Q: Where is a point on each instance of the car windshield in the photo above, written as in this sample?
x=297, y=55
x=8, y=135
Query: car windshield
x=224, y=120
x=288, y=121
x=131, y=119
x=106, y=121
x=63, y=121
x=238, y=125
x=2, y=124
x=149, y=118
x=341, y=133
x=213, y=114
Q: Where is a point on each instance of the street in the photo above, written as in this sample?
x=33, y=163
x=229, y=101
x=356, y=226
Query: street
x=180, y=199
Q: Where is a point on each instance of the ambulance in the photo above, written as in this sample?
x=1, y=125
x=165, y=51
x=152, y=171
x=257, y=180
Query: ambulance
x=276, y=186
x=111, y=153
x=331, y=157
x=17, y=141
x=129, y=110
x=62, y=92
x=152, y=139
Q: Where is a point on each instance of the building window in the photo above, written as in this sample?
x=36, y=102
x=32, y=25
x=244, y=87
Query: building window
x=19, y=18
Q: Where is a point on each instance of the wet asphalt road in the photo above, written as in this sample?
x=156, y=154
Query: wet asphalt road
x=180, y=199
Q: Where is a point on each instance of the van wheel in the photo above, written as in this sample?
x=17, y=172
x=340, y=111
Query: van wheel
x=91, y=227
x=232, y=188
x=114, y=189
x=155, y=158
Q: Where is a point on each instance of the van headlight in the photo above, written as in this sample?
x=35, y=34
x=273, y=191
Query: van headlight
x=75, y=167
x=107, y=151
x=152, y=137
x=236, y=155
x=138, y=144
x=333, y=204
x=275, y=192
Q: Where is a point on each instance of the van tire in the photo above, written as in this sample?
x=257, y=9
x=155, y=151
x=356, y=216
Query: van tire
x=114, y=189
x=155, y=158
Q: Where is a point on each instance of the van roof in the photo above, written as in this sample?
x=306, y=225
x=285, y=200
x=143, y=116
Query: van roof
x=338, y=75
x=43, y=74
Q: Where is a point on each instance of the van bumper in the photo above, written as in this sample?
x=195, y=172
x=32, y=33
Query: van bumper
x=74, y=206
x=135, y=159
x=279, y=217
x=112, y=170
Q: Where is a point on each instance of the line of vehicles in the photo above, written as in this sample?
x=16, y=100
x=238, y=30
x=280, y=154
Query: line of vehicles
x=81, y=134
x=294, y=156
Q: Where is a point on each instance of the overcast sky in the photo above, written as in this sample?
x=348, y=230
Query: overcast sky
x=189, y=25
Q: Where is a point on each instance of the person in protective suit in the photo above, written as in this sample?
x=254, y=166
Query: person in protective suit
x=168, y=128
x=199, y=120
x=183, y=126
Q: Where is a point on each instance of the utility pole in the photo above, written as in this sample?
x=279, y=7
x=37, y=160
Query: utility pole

══════════════════════════════

→ TASK PROMPT:
Update the data above by replacing every occurrence of "overcast sky" with "cloudy sky", leaving everything else unchanged.

→ CORRECT RESPONSE:
Q: Where is a point on each instance of the car windshield in the photo above, written as in this sample?
x=297, y=55
x=8, y=135
Query: car windshield
x=224, y=120
x=288, y=121
x=131, y=119
x=106, y=121
x=63, y=121
x=238, y=125
x=2, y=124
x=149, y=118
x=341, y=133
x=213, y=114
Q: Where is a point on each instance of the street in the photo above, written as in this sample?
x=33, y=163
x=229, y=101
x=356, y=226
Query: street
x=180, y=199
Q: Where is a point on each instance of the ambulance in the photo above, written as in this sample?
x=1, y=125
x=165, y=51
x=152, y=171
x=257, y=180
Query: ambulance
x=276, y=186
x=111, y=153
x=331, y=157
x=17, y=141
x=129, y=110
x=62, y=92
x=152, y=139
Q: Where is a point on each instance of the building window in the photo above, written as in this sample?
x=36, y=102
x=32, y=25
x=244, y=87
Query: building window
x=19, y=18
Q: Where is a point on each instance of the wet asphalt road in the photo above, written as in this sample?
x=156, y=154
Query: wet asphalt road
x=180, y=199
Q: Where is a point on each instance of the van wheel in the photo above, written as in this sample?
x=17, y=172
x=340, y=111
Query: van wheel
x=91, y=227
x=232, y=188
x=114, y=189
x=155, y=158
Q: Where is a point on each instance of the van headlight in the photo above, written as in this sample?
x=35, y=34
x=273, y=191
Query: van headlight
x=75, y=167
x=107, y=151
x=152, y=137
x=236, y=155
x=138, y=144
x=333, y=204
x=275, y=192
Q: Where is a point on each instance of the van tire in the photo above, written as in this sample?
x=257, y=9
x=155, y=151
x=356, y=216
Query: van tire
x=114, y=189
x=155, y=158
Q: Where is a point on each instance of the van roof in the photo above, written as in this sample?
x=306, y=225
x=285, y=200
x=143, y=116
Query: van roof
x=338, y=75
x=43, y=74
Q: Where is a point on each instance of the van bumper in the photo above, written as in this sample?
x=195, y=172
x=32, y=33
Query: van bumper
x=74, y=206
x=135, y=159
x=279, y=217
x=112, y=170
Q: Where is a point on each instance of the line of vehicles in the photo above, written as in this sample?
x=16, y=100
x=238, y=30
x=280, y=154
Query: line of vehicles
x=81, y=134
x=294, y=156
Q: Where is a point on each instance of the cloudy sky in the photo above, written as in this sample?
x=348, y=230
Query: cloudy sky
x=189, y=25
Q: Where is a point on each instance of the person in protective suit in the photo above, written as in this sample?
x=254, y=166
Query: person in protective suit
x=168, y=128
x=199, y=120
x=183, y=126
Q: Where is a point on each instance of the utility pole in the photo above, written as in this sample?
x=279, y=7
x=37, y=160
Query: utility pole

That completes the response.